═════ Data supplied ═════

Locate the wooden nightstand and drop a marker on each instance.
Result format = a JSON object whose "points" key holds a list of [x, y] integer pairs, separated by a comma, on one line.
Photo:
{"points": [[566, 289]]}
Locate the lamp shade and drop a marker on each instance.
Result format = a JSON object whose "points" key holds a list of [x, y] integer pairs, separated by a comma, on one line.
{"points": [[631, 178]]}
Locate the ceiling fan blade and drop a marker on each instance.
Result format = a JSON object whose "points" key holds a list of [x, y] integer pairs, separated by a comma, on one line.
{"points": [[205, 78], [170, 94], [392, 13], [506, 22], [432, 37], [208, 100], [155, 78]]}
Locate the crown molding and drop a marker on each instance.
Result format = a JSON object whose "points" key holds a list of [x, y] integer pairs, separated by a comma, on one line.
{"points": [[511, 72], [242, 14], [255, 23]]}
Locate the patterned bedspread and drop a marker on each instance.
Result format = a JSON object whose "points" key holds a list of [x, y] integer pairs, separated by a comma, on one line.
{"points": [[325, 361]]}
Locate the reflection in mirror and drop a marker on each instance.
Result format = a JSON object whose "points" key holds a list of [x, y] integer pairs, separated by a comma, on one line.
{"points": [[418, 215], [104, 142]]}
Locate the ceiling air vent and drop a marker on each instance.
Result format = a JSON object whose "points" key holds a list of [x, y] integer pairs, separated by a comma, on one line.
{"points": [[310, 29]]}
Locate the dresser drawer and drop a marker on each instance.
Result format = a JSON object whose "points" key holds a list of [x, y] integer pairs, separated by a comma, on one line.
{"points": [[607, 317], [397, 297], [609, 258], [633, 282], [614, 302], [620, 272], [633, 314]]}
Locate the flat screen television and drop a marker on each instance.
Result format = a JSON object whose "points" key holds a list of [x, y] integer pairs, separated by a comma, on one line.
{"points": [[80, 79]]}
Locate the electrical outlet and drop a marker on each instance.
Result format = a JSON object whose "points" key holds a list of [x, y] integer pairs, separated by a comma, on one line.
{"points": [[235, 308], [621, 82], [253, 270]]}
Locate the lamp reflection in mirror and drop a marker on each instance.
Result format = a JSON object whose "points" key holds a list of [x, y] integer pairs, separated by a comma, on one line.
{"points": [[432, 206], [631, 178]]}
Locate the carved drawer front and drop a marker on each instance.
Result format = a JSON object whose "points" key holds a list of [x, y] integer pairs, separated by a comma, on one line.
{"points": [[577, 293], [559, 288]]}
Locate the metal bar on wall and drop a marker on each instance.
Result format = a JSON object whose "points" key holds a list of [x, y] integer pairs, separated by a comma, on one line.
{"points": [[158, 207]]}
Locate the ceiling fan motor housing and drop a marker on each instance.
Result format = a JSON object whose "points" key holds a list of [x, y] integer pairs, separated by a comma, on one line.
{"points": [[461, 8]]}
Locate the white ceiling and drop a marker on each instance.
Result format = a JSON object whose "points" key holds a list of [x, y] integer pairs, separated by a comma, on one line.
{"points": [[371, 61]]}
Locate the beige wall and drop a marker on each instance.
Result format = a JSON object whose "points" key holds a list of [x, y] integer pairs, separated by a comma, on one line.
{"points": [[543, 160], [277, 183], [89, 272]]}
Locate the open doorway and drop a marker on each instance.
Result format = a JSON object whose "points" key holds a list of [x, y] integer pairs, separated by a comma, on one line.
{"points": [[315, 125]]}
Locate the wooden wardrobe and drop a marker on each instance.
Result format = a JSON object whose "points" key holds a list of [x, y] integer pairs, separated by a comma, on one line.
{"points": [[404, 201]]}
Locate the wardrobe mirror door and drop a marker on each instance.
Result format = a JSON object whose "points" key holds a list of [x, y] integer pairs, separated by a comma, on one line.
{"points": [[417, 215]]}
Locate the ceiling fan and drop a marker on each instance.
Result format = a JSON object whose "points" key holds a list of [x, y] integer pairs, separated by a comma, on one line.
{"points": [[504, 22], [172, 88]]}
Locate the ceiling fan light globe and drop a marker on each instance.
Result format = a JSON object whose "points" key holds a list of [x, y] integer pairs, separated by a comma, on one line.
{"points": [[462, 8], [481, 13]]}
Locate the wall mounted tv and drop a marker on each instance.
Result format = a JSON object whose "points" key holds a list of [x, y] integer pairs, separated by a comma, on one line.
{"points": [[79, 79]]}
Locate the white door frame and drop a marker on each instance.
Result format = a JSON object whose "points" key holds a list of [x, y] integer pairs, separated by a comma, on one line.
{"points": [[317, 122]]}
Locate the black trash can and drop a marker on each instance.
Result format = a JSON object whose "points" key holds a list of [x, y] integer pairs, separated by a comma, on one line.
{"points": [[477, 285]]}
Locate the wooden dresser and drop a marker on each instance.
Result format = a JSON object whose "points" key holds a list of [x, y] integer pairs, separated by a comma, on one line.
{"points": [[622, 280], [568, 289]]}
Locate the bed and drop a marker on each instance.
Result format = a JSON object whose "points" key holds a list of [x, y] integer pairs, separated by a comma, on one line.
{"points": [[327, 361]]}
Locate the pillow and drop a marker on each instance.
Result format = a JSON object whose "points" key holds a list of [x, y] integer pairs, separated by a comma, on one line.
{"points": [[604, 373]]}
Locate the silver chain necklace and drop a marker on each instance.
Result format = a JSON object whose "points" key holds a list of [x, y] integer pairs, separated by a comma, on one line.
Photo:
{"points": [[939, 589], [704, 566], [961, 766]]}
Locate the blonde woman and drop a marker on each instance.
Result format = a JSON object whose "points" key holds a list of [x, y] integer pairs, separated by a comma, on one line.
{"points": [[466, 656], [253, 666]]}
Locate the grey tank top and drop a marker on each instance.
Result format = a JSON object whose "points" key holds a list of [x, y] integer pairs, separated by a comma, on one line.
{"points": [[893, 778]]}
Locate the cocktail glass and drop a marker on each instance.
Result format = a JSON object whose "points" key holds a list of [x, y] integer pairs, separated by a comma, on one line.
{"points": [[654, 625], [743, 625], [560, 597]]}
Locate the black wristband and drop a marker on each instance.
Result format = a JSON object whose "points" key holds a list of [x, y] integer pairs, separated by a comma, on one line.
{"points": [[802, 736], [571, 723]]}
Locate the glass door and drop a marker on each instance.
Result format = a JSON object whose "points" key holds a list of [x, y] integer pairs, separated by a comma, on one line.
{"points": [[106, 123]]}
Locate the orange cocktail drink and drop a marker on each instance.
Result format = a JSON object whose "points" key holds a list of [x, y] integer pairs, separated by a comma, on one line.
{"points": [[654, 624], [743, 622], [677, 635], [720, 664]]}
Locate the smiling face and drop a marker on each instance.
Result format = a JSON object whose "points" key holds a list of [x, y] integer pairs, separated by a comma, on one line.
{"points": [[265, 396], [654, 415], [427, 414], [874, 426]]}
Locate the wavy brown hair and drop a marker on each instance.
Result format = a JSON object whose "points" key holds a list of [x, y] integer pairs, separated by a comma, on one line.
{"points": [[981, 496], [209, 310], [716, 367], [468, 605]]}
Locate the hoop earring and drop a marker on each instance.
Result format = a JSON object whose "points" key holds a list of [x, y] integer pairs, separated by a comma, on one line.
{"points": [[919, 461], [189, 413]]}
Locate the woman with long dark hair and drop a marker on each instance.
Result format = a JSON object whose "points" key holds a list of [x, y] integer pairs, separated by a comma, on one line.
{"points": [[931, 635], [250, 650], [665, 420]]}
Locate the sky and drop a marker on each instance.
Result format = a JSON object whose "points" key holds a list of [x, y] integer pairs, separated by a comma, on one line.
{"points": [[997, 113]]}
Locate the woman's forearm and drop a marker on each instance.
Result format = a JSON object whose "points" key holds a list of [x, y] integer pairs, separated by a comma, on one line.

═════

▸ Stated exercise
Every record above needs to be repeated word for word.

▸ Right answer
Locate the wooden nightstand and drop a marker on each instance.
Result format = a JSON object whose "points" key holds a list of [x, y] integer pairs, separated by a comma, on one line.
Photo:
{"points": [[566, 289]]}
Locate the lamp shade and drop a marker on each instance.
Result format = a JSON object whose "points" key holds a list of [x, y] integer pairs, separated by a comma, on one line.
{"points": [[631, 178]]}
Locate the ceiling fan blade and drop a marker on each instance.
Result format = a JSON object whose "points" key holds a list of [x, y] integer pairs, separated by a comma, on one line.
{"points": [[205, 78], [170, 94], [392, 13], [506, 22], [432, 37], [208, 100], [155, 78]]}
Locate the crown molding and drop a marker on each instance.
Result format = a JSON object whose "points" key holds a list of [x, y] integer pairs, separated by a comma, on one line.
{"points": [[511, 72], [242, 14], [255, 23]]}
Locate the patterned bedspread and drop a marker on each instance.
Result format = a JSON object whose "points" key holds a list of [x, y] integer pairs, separated by a comma, on one line.
{"points": [[325, 361]]}
Locate the reflection in mirror and drop a marker on each instance.
Result format = a JSON object whose "points" key holds a list of [x, y] integer pairs, separated by a comma, on one line.
{"points": [[418, 215], [104, 142]]}
Locate the ceiling air vent and drop a marker on each instance.
Result format = a JSON object whose "points" key holds a list of [x, y] integer pairs, separated by a comma, on one line.
{"points": [[310, 29]]}
Locate the dresser drawer and drop a marker on each instance.
Result format = a JSON object whose "points" key holds a list of [x, y] integer pairs, separated by a comma, on one line.
{"points": [[607, 317], [397, 297], [609, 258], [633, 282], [614, 302], [620, 272], [633, 314]]}
Locate the flat screen television and drop a marker on each instance.
Result format = a JSON object whose "points" key holds a list of [x, y] integer pairs, separated by a comma, on one line.
{"points": [[80, 79]]}
Locate the electrical outlet and drop a marker on each instance.
Result format = a JSON object whose "points" key holds a list of [x, y] integer pairs, separated by a comma, on one line.
{"points": [[235, 308], [621, 82], [253, 270]]}
Locate the lamp reflection in mirror and drop a marker on each instance.
Result format = a JSON object whose "points" key holds a list of [x, y] integer pairs, separated by a comma, on one line.
{"points": [[432, 206], [631, 178]]}
Locate the carved drawer front and drop a marker on each instance.
Result format = a JSON object whose "points" key holds a list of [x, y] integer pairs, separated by a comma, on one line.
{"points": [[577, 293], [559, 288]]}
Locate the metal bar on wall and drop a marker on each instance.
Result format = a JSON object whose "points" key holds a list of [x, y] integer pairs, separated by a comma, on one line.
{"points": [[158, 207]]}
Locate the ceiling fan motor housing and drop a marker on each instance.
Result format = a JSON object whose "points" key holds a list of [x, y] integer pairs, separated by a comma, on one line.
{"points": [[461, 8]]}
Locate the white ceiling and drop a marker on each instance.
Result format = a JSON object whose "points" key holds a list of [x, y] integer pairs, separated by a comma, on one line.
{"points": [[371, 61]]}
Locate the beige wall and drop a marker on each instance.
Result format = a JSON object whose "points" key holds a list of [x, y] integer pairs, separated by a comma, on one line.
{"points": [[543, 160], [277, 183], [89, 272]]}
Locate the open doorway and drop a marker on each instance.
Result format = a JSON object whose "points" key holds a list of [x, y] integer pairs, separated by a comma, on one line.
{"points": [[315, 125]]}
Locate the wooden wardrobe and drop a marker on each instance.
Result format = a JSON object whose "points" key holds a list of [x, y] integer pairs, separated by a comma, on one line.
{"points": [[404, 201]]}
Locate the wardrobe mirror door and drop a marker on each instance.
Result format = a JSON object whose "points" key holds a list of [x, y] integer pairs, separated by a comma, on one line.
{"points": [[417, 215]]}
Locate the ceiling fan and drop a marker on each instance.
Result format = a JSON object whose "points" key holds a list of [x, y] integer pairs, separated by a comma, on one line.
{"points": [[504, 22], [172, 88]]}
Locate the ceiling fan light globe and drop a marker on each instance.
Result format = a JSON object whose "points" key holds a list of [x, y] integer pairs, separated by a comma, on one line.
{"points": [[462, 8], [481, 13]]}
Locate the wall mounted tv and drop a marker on each instance.
Result format = a JSON object whose "points" key holds a list of [x, y] integer pairs, separated by a comma, on one line.
{"points": [[79, 79]]}
Locate the white door frame and drop a marker on each instance.
Result format = a JSON object whose "points" key holds a list of [x, y] integer pairs, separated by a comma, on one line.
{"points": [[317, 122]]}
Locate the black trash can and drop a marker on each instance.
Result format = a JSON object whose "points" key holds a list of [x, y] integer pairs, separated by a comma, on one line.
{"points": [[477, 285]]}
Locate the wooden dresser and drop a marker on each instance.
Result format = a JSON object whose "points" key holds a list of [x, y] integer pairs, separated by a comma, on one line.
{"points": [[622, 280], [568, 289]]}
Locate the bed and drop a marker on each instance.
Result format = a JSON object whose "points" key holds a list of [x, y] integer pairs, separated by a comma, on one line.
{"points": [[327, 361]]}
Locate the pillow and drop a marker on each instance.
Result format = a JSON object whose "points" key holds a list of [x, y] integer pairs, separated by a comma, on one line.
{"points": [[604, 373]]}
Locate the silver chain necklace and drop a marker on each instance.
Result format = a JSON object whose "points" key holds a list of [x, y] integer pairs, separated by a comma, on one line.
Photo:
{"points": [[939, 589], [704, 566], [961, 766]]}
Locate the blonde woman and drop a marker on each instance.
Result format = a JSON object whose "points" key holds a list of [x, y] integer pairs, separated by a comma, on one line.
{"points": [[466, 656], [253, 666]]}
Locate the grey tank top and drop a marker on each instance.
Result format = a JSON object whose "points" key holds a list of [x, y] integer pairs, separated by a comma, on one line.
{"points": [[893, 778]]}
Locate the cocktail glass and drop a marker on each instance.
Result format = a JSON object whose "points" key holds a list of [x, y] integer pairs, separated by a comma, on one line.
{"points": [[654, 625], [743, 625], [560, 597]]}
Locate the black wristband and drop a marker on each instance.
Result format = a JSON object whose "points" key holds a list of [x, y] integer pairs, separated by a comma, on one line.
{"points": [[802, 736], [571, 723]]}
Locate the glass door and drop a marker on each instance.
Result format = a JSON object whose "points" key holds a list of [x, y] integer pairs, separated by a comma, on one line.
{"points": [[106, 123]]}
Locate the orange cocktail drink and drop a marker on each instance.
Result format = a JSON object whose "points" key holds a list of [x, y] integer pairs, separated by a comma, on one line.
{"points": [[654, 624], [743, 622], [677, 635], [720, 664]]}
Locate the smiling face and drop a marker on each instance.
Result format = a JSON object whose "points" key holds a list of [x, y] integer pairs, separated by a comma, on one line.
{"points": [[265, 396], [654, 415], [427, 414], [874, 426]]}
Locate the wavy brown hair and drop a marker on each instance.
Result format = a JSON object whose "points" key holds a list of [x, y] integer pairs, separated by a comma, on one line.
{"points": [[981, 496], [209, 310], [716, 367], [468, 605]]}
Locate the hoop earring and drop a marker on each instance.
Result format = a JSON object whose "points" key holds a list of [x, y] integer pairs, separated by a comma, on one line.
{"points": [[919, 461], [189, 413]]}
Locate the woman with long dark hair and drop a marker on each instance.
Result format = a JSON object whose "points" key holds a list of [x, y] integer pairs, separated by a comma, on one line.
{"points": [[931, 635], [250, 650], [665, 420]]}
Locate the sky and drop a marker on each instance.
Result format = a JSON object whose "points" key holds a list of [x, y] integer pairs, separated by a comma, on one line.
{"points": [[997, 113]]}
Locate the woman's forearm and drop a marker on each instance.
Result format = a JSON object whose "points" key holds a list of [x, y] integer pairs, separated by a comma, on one line.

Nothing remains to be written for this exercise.